* Excerto do texto
--------------------

Há tanta coisa para ver na fachada, que o visitante não hesita em comprar bilhete para saber que outras delícias o esperam no interior mas também há uma porta lateral para o culto, que dá acesso aos mesmos espaços e, portanto, dispensa o gasto. A surpresa, porém, é que lá dentro é o despojamento total, pelo menos até ao transepto. Não é que fosse sempre assim, antes pelo contrário, a catedral foi coleccionando obras de vulto de pintura e escultura logo desde a campanha da Contra-Reforma. Mas no século XIX acharam que era barroquismo a mais e mandaram tudo fora, ou melhor, o recheio do Duomo foi disseminado por outros espaços seculares, entretanto convertidos em museus. O bilhete de entrada na catedral dá acesso a esses museus e pelo menos o da antiga igreja românica de Santo Agostinho é imperdível pelas soberbas esculturas de Francesco Mochi (1580-1654), nomeadamente a sua enigmática Anunciação.

De regresso à catedral, o interior na maior parte esquelético dá lugar à mais triunfal exuberância nas capelas também construídas sob a batuta de Maitani, uma de cada lado do transepto. Ambas as capelas e o altar estão cobertas de frescos, mas é na da direita, chamada de San Brizio, que se encontra uma das maravilhas do Renascimento Italiano, o Juízo Final (1499) de Luca Signorelli. Impressiona o exímio detalhe dos corpos, na maior parte desnudos e em poses dramáticas, a sua extraordinária luminosidade que lhes confere um semblante quase tridimensional (incluindo a amante infiel do pintor, naturalmente lançada ao Inferno) e a inquietante presença do Anticristo que sussurra vá-se lá saber o quê a Jesus Cristo. O fulgor criativo, o despudor moral e a inquietude existencial fazem deste Juízo Final um marco na história da arte, chegando a ser considerado superior à Capela Sistina de Miguel Ângelo, pintada 35 anos depois e seguramente nele inspirada.

Como ir

A TAP liga diariamente Roma a Lisboa e ao Porto. Nesta altura do ano a conexão mais económica com Lisboa anda pelos 260€ (ida e volta) e com o Porto ronda os 290€. Orvieto fica a 100 km de Roma e a 150 km se Florença, distâncias que se podem fazer na auto-estrada A1 ligando aquelas duas cidades, ou mais confortável e economicamente de comboio intercidades. A gare ferroviária fica à beira do funicular que, em menos de dois minutos, leva à cidade medieval. O bilhete combinado para o funicular e para o autocarro que circula lá em cima custa um euro. Poupa esse custo, no entanto, quem adquirir a "Carta Unica Orvieto", que custa 18€ e dá acesso ao Duomo, aos museus e à visita guiada underground, para além de descontos numa série de lojas e restaurantes.

--------------------

* Registos de dados
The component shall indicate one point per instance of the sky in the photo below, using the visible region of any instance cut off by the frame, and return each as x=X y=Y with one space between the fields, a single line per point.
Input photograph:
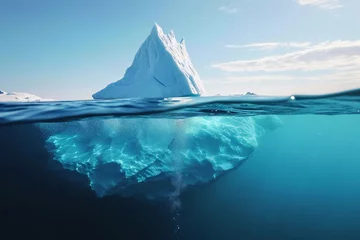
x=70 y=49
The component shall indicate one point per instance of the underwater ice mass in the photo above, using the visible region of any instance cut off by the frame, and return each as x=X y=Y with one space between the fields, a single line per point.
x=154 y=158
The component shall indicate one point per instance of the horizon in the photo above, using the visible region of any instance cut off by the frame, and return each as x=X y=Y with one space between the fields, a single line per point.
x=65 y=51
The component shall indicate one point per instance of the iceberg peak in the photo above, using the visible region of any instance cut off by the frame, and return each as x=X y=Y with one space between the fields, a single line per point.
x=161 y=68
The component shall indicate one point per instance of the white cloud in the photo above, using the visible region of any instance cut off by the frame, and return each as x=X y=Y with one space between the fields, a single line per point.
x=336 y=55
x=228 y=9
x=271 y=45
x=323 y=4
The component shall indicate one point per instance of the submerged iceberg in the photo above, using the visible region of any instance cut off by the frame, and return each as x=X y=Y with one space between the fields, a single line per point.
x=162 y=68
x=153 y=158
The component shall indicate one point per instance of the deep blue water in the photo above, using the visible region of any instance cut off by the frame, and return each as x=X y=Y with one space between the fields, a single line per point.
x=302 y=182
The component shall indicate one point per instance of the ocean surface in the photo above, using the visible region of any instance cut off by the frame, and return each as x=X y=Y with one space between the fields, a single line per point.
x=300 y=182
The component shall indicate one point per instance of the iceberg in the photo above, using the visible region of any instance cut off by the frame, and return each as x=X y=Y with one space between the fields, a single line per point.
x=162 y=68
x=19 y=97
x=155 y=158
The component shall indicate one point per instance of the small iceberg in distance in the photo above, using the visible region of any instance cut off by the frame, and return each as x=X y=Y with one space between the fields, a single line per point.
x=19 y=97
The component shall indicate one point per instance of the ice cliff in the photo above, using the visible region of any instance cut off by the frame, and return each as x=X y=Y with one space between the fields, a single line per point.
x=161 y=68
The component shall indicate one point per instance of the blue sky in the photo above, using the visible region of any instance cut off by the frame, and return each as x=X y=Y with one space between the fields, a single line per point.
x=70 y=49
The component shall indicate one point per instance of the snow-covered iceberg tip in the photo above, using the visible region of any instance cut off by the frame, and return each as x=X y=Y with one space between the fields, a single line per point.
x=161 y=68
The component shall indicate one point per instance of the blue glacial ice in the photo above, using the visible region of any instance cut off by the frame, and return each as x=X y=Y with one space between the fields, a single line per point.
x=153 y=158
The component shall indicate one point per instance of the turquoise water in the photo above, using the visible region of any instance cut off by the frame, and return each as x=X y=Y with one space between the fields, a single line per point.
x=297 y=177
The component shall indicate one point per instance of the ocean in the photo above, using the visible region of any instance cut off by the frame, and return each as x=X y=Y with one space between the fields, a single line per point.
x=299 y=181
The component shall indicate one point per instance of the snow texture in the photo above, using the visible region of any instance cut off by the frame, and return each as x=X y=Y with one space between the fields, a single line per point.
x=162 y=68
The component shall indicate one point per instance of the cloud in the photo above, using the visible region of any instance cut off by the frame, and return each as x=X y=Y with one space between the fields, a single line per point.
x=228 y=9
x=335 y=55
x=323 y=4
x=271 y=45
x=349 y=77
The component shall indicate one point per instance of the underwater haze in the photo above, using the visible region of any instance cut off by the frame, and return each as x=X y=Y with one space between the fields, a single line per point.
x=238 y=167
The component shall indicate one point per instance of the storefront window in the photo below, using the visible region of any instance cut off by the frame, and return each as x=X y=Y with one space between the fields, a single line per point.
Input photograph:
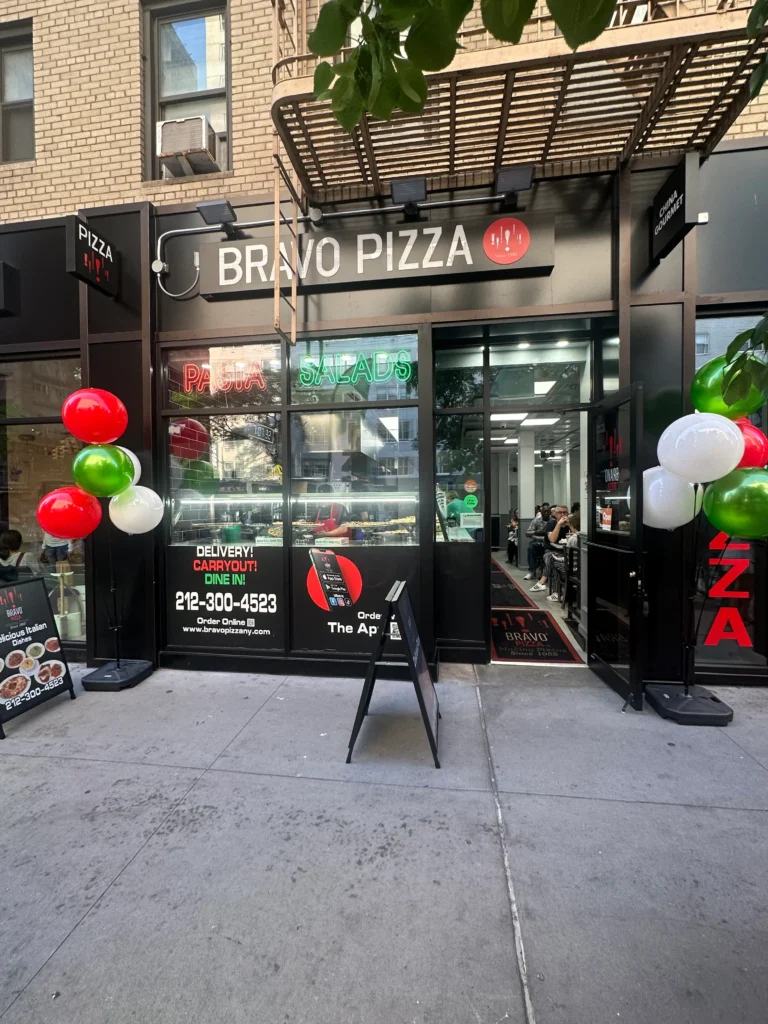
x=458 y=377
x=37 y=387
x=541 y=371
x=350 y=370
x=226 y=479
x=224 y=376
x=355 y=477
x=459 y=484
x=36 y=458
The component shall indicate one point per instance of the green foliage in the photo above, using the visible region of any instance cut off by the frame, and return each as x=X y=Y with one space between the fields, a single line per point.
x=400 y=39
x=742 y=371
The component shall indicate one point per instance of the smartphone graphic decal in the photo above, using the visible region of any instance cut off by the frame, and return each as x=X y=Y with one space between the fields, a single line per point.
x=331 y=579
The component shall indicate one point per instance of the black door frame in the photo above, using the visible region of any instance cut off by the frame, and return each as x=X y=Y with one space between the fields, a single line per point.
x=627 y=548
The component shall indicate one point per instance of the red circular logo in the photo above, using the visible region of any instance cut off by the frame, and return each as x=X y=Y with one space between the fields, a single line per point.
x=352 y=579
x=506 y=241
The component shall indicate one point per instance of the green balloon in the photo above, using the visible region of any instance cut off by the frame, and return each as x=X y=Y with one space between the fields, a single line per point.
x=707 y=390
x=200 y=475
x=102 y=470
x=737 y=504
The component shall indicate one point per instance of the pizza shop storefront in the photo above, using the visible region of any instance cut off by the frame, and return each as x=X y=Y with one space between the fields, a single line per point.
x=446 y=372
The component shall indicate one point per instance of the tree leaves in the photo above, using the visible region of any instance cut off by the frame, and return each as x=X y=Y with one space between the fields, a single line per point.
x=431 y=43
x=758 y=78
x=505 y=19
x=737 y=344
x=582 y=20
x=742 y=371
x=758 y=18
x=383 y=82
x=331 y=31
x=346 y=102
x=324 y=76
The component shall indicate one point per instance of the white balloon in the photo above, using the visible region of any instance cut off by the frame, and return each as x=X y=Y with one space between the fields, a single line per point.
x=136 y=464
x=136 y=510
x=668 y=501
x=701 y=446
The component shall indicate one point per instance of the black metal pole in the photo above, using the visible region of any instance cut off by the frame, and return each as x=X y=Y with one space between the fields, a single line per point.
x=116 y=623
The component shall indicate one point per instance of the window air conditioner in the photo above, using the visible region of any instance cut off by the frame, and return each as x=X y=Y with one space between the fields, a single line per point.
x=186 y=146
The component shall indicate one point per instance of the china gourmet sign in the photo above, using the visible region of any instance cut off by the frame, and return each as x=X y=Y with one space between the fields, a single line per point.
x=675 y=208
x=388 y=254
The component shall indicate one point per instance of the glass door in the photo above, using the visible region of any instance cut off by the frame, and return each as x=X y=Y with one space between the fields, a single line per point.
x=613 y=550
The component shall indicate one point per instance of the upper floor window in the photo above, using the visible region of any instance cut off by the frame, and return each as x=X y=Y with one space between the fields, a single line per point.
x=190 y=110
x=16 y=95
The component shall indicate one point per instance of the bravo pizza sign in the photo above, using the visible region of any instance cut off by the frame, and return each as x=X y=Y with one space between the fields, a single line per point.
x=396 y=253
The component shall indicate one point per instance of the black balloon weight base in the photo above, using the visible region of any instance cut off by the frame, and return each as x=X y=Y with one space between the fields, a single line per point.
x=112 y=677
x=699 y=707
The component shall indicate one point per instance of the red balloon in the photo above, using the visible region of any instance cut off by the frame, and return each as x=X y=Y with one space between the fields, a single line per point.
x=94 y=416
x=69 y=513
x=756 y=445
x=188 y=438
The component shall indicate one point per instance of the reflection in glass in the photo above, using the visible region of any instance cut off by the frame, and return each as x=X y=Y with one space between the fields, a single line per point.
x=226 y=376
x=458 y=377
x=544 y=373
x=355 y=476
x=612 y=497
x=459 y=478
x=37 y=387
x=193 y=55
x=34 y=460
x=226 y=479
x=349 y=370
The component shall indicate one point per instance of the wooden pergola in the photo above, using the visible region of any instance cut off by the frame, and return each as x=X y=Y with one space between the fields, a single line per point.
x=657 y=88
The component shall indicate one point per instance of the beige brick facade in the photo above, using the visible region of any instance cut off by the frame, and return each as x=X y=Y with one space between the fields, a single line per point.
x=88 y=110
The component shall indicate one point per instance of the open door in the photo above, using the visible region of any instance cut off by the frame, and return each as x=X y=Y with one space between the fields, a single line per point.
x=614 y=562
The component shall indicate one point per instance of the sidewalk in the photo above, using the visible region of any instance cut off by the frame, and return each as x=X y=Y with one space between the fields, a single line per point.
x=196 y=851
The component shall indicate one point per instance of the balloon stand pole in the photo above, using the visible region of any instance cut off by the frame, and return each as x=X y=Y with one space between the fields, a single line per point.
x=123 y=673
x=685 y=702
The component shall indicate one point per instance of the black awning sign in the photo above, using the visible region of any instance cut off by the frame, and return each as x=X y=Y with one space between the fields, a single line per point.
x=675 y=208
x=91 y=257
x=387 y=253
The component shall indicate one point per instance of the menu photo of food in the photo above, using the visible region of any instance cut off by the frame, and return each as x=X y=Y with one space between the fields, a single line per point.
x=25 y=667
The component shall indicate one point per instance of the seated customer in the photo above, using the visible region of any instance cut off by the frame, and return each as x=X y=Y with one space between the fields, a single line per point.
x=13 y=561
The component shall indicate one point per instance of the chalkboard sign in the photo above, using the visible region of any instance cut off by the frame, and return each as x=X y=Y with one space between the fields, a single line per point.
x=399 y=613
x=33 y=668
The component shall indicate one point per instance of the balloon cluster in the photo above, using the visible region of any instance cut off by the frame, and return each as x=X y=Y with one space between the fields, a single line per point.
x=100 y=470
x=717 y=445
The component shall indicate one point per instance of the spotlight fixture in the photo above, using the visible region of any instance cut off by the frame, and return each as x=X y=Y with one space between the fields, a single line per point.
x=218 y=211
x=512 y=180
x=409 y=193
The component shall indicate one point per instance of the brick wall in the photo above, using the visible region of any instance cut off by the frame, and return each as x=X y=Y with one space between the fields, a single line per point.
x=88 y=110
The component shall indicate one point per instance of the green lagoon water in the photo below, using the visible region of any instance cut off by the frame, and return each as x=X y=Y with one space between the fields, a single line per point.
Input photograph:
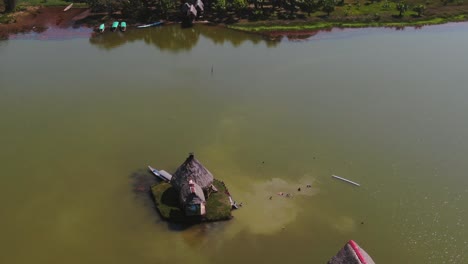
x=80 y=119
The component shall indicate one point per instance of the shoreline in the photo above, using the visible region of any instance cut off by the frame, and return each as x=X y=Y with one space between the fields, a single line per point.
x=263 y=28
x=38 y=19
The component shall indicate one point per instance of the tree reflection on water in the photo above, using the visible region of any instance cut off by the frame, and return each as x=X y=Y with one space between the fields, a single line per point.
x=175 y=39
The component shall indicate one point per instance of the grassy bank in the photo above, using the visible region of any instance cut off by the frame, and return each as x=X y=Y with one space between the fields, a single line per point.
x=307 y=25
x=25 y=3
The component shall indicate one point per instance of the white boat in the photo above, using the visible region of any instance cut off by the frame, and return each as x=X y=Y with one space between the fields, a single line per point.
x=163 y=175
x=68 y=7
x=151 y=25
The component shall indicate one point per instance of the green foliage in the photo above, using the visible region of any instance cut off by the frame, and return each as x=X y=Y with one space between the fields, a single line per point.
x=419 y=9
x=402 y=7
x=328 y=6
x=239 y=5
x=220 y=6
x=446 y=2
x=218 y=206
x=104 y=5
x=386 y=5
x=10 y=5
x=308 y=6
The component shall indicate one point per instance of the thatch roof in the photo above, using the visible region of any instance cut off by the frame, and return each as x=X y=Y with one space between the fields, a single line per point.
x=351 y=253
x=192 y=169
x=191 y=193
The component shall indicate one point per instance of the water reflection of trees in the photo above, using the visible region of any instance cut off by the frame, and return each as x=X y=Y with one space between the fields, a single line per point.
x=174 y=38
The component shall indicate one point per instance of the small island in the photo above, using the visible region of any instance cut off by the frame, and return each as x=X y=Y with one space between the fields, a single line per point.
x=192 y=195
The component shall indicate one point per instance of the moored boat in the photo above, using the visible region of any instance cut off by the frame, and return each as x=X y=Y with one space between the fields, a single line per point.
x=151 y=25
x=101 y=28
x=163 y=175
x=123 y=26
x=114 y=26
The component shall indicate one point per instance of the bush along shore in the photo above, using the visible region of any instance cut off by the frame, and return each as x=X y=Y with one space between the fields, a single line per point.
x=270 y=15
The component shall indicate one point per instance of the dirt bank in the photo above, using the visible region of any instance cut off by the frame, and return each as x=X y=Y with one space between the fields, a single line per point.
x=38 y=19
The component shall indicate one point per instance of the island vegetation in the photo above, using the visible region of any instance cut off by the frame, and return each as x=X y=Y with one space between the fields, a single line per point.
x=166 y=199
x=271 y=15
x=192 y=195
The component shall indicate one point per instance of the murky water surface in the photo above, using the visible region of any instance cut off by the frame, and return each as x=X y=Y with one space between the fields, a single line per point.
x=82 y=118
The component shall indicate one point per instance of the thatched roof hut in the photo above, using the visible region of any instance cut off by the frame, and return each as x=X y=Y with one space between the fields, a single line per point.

--------------------

* O que fazer
1. Enumere todos os preços em euros que o excerto sobre Orvieto indica.
2. Extraia dos registos cada linha em que apareça a palavra "bank".
O excerto e os registos são materiais independentes, sem relação entre si.

* Resultados por ordem
1.
- 260€: ligação mais económica com Lisboa, ida e volta
- 290€: ligação com o Porto
- um euro: bilhete combinado para o funicular e para o autocarro
- 18€: "Carta Unica Orvieto"

2.
The component shall indicate one point per instance of the grassy bank in the photo above, using the visible region of any instance cut off by the frame, and return each as x=X y=Y with one space between the fields, a single line per point.
The component shall indicate one point per instance of the dirt bank in the photo above, using the visible region of any instance cut off by the frame, and return each as x=X y=Y with one space between the fields, a single line per point.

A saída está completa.